-- start of EXCERPTED DATA --
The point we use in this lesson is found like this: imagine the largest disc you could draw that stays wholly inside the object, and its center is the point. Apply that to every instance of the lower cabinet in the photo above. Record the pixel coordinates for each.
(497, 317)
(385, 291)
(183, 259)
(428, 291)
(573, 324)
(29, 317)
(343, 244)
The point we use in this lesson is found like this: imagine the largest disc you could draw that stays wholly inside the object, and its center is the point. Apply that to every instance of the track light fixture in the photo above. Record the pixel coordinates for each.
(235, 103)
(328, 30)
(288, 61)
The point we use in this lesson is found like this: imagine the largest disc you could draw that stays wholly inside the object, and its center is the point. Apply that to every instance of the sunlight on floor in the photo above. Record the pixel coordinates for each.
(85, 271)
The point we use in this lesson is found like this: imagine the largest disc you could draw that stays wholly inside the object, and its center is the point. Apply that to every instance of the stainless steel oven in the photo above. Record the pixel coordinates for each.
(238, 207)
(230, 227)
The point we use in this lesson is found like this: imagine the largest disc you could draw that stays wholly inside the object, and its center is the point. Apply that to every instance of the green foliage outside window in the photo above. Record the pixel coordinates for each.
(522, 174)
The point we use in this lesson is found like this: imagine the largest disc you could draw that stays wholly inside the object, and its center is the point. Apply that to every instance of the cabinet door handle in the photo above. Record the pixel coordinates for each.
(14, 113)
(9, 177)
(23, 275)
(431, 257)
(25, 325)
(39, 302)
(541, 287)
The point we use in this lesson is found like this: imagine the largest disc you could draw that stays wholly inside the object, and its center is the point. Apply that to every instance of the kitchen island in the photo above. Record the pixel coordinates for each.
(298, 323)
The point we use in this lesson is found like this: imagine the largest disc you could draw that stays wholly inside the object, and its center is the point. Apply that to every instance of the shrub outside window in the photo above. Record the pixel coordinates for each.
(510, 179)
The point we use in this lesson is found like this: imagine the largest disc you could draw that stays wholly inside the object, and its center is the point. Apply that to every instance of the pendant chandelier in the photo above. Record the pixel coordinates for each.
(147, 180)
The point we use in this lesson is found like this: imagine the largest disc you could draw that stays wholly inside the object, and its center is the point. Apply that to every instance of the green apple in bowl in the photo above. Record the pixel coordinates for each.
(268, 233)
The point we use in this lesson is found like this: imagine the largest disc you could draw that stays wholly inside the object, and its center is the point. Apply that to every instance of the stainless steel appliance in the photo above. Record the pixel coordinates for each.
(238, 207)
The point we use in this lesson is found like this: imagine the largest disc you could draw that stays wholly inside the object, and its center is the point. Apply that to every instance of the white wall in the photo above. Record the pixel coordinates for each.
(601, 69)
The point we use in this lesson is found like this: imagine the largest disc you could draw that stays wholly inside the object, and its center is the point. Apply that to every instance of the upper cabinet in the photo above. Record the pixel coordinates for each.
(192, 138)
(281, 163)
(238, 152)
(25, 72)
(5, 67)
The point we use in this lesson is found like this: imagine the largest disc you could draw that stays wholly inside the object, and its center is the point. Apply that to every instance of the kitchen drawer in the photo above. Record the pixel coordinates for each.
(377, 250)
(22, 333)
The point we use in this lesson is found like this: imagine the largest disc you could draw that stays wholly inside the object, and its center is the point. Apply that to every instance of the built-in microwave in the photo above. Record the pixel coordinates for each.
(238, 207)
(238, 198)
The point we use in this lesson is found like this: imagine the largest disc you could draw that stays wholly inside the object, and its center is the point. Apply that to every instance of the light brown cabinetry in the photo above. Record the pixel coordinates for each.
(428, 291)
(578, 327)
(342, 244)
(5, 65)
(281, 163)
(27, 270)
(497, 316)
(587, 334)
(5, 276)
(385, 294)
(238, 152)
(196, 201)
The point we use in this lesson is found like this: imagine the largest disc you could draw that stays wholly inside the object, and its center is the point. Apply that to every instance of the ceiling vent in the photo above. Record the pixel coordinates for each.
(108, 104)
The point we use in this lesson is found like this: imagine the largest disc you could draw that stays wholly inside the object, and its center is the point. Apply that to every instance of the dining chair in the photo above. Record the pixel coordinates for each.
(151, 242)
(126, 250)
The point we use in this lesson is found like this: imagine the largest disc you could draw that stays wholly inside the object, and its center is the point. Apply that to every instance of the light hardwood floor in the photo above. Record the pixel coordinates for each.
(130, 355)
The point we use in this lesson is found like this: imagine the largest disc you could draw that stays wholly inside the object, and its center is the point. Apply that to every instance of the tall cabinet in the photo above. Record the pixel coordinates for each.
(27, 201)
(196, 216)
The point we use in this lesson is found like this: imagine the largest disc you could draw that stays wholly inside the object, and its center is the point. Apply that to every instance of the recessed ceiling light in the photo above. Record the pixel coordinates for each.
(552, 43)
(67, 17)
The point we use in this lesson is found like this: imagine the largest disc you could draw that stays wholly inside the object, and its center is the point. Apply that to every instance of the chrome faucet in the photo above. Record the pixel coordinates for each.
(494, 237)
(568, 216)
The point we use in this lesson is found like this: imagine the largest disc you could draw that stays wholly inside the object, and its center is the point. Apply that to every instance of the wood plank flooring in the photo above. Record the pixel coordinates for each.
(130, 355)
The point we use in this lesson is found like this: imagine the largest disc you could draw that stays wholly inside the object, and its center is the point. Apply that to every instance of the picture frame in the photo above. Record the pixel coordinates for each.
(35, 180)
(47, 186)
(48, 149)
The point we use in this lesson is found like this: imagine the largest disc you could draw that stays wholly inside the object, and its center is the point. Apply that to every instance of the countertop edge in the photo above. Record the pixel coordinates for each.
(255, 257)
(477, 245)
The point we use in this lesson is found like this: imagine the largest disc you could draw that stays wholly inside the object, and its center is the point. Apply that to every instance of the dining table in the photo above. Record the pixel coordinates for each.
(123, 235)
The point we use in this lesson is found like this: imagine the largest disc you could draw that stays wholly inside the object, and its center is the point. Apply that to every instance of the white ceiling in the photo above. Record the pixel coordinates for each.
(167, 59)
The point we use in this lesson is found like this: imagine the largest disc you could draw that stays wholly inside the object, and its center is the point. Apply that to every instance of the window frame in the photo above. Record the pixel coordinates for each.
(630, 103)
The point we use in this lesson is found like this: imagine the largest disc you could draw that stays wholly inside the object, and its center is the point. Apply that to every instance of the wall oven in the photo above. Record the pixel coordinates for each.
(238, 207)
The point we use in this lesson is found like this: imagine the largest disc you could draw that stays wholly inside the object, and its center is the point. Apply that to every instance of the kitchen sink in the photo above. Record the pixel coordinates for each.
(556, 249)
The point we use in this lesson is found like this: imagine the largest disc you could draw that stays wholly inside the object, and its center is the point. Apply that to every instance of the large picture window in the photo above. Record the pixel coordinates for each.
-- end of EXCERPTED DATA --
▶ **PROBLEM**
Reproduce the records verbatim, from the line containing "the kitchen sink" through the final line of the records, inclusive.

▶ **REPLY**
The point we use in this lesson is found like this: imagine the largest disc you could draw that stays wholly inside the object, and its center is the point. Apply that to every instance of the kitchen sink in the photo above. Record the pixel coordinates for each.
(556, 249)
The point we use in this lesson is found like this: imagine the largest disc you could draw that stays wholly inside the object, and its center is the point. Apply that to every instance of the large picture window in the photo above. Record the pixel coordinates for each.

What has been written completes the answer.